Copy the records starting at their first line and ending at the line containing "positive clicks: (494, 208) (485, 211)", replacing "positive clicks" with "foreground clicks" and leaving everything else unchanged.

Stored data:
··········

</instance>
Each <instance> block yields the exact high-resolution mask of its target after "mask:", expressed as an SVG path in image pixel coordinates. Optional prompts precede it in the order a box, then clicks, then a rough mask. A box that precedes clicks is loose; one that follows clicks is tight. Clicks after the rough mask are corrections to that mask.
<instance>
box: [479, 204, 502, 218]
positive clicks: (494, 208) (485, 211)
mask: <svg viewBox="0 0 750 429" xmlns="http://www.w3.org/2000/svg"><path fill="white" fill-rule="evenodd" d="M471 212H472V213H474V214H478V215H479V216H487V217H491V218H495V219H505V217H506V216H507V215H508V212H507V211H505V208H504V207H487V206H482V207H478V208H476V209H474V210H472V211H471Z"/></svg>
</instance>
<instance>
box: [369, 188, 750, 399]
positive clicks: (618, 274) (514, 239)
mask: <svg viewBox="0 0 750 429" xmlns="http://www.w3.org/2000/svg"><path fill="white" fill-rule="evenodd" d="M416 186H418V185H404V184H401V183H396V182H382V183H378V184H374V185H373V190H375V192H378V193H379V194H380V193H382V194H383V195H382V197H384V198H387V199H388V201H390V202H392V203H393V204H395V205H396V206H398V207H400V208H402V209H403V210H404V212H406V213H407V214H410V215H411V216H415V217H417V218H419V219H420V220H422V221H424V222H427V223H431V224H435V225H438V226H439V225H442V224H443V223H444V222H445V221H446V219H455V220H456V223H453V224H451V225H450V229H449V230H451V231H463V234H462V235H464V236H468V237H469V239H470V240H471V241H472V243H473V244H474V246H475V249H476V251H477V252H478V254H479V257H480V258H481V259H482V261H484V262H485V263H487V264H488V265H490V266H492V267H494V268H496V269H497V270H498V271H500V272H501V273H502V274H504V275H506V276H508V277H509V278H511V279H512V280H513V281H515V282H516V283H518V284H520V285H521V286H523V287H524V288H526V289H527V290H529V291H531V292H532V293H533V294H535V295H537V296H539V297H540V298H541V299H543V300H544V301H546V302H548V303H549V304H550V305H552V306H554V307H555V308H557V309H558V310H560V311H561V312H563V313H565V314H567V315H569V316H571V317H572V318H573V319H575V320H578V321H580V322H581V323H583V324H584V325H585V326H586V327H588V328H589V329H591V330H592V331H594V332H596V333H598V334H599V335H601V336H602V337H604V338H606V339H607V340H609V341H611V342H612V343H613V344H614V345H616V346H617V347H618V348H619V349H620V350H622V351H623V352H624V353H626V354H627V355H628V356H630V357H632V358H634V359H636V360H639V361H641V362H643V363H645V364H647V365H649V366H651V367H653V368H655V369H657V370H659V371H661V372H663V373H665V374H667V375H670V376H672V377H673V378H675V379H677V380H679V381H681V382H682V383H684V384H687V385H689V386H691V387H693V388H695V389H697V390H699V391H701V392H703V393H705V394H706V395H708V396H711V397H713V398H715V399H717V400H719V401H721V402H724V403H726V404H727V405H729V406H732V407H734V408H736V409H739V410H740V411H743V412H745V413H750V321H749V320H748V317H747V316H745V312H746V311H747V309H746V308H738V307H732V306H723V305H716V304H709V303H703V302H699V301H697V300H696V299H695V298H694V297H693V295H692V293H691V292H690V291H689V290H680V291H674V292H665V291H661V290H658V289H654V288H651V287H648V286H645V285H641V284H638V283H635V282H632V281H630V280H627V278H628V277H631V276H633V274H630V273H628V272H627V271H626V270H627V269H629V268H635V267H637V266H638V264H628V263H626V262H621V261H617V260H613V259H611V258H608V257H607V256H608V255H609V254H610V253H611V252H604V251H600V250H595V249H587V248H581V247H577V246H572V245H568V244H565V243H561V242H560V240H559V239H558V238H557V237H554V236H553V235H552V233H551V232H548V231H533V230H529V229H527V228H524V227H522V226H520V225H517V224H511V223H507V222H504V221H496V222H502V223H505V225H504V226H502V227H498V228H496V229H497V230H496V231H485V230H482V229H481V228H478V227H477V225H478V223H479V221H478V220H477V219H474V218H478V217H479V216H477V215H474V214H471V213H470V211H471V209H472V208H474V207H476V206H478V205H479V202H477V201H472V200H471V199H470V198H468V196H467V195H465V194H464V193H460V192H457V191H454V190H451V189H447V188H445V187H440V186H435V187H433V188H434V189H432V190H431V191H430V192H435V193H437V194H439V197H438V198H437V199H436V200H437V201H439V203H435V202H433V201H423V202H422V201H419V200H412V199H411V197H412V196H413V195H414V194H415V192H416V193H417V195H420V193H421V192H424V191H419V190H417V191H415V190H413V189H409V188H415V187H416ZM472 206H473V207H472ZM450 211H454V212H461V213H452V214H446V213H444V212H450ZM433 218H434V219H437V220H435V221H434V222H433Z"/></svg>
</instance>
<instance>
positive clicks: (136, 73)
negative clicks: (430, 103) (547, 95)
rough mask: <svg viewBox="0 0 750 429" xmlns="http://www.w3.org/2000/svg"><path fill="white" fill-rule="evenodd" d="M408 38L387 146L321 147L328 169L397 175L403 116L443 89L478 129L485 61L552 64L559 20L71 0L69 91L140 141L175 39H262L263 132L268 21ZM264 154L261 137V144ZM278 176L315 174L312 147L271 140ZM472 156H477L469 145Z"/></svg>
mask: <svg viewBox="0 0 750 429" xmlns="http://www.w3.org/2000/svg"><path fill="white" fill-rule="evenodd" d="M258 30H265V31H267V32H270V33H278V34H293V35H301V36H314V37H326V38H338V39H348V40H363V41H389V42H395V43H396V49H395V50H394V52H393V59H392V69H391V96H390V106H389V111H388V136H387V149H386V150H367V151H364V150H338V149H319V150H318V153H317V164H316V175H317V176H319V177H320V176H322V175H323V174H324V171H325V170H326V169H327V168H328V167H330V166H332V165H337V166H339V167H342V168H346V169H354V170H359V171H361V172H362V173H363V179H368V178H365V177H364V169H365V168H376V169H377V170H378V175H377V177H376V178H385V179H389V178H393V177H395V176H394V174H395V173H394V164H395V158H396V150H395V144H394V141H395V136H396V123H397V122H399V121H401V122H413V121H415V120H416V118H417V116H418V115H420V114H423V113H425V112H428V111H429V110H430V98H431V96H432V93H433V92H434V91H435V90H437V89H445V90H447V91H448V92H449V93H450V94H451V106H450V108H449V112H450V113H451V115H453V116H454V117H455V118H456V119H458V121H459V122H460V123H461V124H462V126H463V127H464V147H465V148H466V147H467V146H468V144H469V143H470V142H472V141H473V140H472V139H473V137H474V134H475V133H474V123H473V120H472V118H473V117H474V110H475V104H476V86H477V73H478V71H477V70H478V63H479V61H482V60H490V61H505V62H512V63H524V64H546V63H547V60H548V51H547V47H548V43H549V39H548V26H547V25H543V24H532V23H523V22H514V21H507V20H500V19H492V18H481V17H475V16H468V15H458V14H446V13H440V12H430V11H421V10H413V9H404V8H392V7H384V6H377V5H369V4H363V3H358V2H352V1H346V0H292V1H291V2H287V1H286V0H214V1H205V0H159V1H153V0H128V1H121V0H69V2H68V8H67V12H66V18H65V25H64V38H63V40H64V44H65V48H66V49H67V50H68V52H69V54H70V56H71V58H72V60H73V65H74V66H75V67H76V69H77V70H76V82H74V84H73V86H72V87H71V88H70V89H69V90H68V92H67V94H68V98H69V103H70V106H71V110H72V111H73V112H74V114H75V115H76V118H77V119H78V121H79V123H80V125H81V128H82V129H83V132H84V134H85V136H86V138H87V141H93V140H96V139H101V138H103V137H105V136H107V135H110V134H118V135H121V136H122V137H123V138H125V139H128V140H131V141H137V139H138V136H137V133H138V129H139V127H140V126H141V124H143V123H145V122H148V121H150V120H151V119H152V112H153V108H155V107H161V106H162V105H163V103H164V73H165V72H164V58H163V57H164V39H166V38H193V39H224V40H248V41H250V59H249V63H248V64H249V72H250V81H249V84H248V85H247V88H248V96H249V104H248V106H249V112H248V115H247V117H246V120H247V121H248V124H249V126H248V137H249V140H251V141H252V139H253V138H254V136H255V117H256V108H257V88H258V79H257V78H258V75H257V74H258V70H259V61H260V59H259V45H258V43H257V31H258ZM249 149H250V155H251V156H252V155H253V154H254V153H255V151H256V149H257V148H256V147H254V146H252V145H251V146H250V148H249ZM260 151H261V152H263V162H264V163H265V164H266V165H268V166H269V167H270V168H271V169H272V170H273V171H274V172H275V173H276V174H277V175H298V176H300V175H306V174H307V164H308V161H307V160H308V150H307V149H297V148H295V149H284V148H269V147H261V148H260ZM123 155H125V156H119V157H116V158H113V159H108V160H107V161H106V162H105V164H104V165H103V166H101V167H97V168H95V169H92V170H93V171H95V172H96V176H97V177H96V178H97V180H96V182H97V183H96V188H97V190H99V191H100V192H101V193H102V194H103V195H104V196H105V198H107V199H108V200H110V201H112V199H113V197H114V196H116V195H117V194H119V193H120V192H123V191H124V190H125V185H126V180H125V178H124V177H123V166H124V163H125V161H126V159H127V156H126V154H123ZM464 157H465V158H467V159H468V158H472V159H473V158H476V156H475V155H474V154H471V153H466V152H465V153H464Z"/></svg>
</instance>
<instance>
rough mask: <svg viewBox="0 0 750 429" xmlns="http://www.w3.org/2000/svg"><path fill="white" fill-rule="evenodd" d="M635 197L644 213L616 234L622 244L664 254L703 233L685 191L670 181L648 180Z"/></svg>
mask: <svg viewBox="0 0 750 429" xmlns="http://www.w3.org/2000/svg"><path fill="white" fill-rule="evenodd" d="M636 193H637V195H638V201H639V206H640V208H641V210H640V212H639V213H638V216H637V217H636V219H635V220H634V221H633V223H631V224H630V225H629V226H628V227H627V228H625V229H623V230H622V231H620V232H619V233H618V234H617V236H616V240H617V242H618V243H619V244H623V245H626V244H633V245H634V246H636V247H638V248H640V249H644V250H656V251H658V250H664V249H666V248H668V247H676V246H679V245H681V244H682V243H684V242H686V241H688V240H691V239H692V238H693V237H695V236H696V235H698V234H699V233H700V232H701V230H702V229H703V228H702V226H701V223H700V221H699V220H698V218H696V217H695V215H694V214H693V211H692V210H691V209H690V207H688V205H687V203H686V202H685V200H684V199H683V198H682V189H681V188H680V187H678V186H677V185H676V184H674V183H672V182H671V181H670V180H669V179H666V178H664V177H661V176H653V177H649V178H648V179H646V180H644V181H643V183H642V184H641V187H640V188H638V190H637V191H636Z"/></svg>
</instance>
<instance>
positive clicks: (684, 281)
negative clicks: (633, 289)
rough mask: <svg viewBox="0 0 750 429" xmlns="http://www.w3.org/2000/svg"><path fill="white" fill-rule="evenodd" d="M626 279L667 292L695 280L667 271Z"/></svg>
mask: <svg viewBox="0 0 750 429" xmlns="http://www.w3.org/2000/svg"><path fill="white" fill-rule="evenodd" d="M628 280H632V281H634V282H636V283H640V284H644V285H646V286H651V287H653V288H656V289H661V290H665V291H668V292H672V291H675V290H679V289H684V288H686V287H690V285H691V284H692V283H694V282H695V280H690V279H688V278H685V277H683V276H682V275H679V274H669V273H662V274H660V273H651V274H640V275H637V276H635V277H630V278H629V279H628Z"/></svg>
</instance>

··········

■ **Answer for this exercise**:
</instance>
Each <instance> block yields the exact high-resolution mask of its target after "mask:", expressed as an SVG path in image pixel coordinates. Optional prompts precede it in the order a box, then clicks, then a rough mask. A box that precedes clicks is loose; one that follows clicks is tight. Clicks after the rough mask are corrections to that mask.
<instance>
box: [479, 204, 502, 218]
foreground clicks: (494, 208) (485, 211)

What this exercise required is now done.